Select and copy every line below that contains the string "beach". Case counts.

[BEGIN Provided records]

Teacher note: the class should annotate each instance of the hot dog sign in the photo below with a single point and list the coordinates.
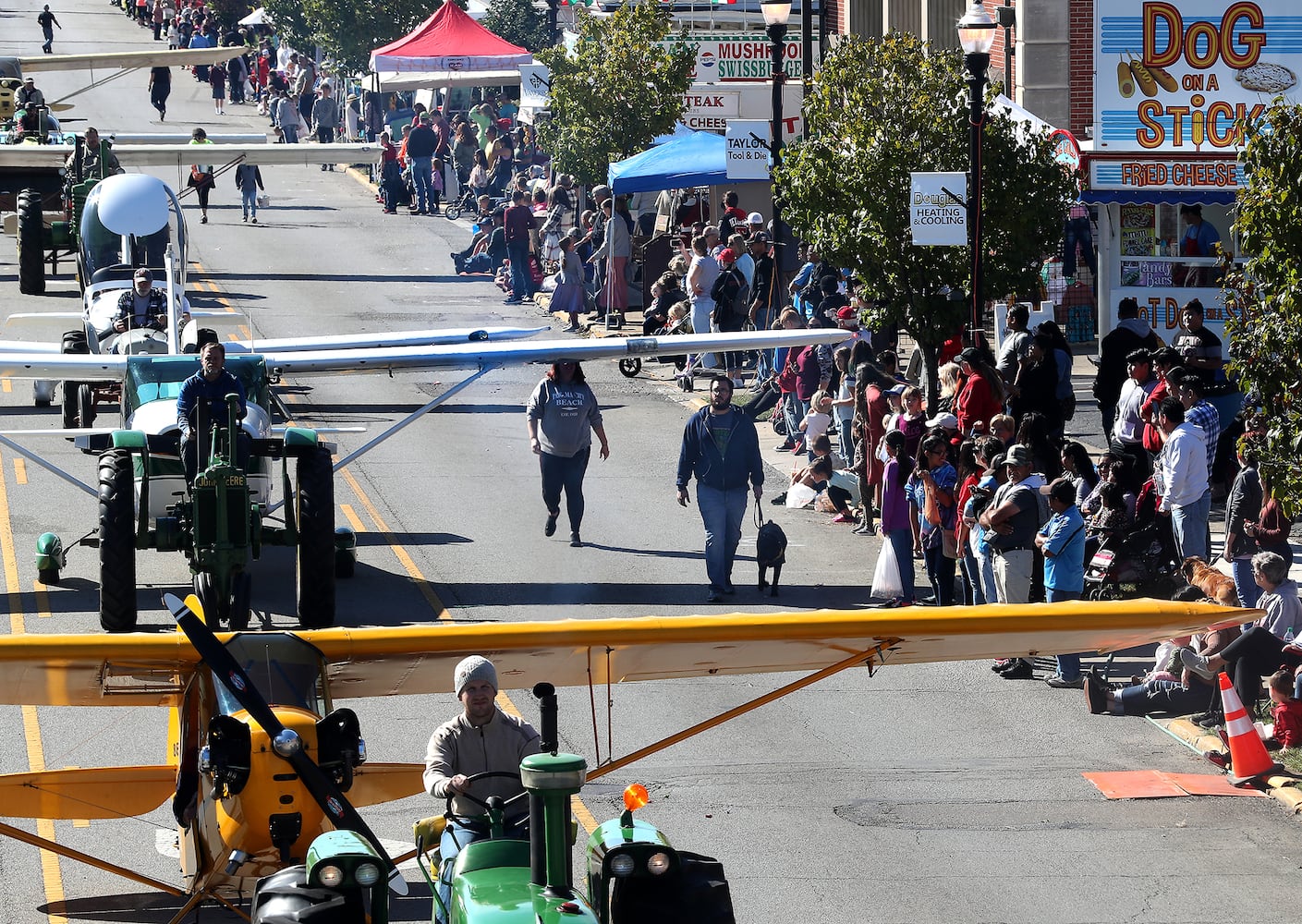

[END Provided records]
[BEGIN Provided records]

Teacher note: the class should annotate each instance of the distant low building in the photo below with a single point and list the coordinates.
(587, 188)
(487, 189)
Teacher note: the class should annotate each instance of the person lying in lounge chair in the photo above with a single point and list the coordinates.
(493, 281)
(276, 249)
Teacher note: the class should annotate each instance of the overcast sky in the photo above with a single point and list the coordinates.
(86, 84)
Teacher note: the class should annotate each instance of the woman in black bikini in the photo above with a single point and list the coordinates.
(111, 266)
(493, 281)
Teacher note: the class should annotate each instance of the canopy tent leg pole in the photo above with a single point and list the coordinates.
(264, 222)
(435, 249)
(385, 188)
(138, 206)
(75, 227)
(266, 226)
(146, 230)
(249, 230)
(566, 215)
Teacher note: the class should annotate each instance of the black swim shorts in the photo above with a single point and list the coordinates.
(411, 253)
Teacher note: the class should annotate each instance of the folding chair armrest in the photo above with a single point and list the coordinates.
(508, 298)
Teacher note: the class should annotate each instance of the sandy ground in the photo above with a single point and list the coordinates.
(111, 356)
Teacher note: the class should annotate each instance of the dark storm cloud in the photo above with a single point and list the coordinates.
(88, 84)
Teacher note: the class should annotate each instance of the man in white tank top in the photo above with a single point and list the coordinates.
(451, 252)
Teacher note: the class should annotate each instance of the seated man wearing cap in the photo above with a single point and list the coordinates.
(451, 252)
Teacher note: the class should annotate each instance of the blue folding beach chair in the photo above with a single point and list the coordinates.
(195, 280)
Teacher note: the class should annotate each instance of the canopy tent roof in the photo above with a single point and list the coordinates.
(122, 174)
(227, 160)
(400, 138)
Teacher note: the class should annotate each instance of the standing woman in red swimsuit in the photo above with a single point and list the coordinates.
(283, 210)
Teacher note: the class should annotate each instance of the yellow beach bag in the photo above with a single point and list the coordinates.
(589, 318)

[END Provided records]

*Problem solution*:
Teacher note: the class should annotate each instance of the blue folding beach chair in the photo above with a single point and list the coordinates.
Teacher note: the class should annotate each instance of the yellow beach bag in the photo above with a single point and list the coordinates.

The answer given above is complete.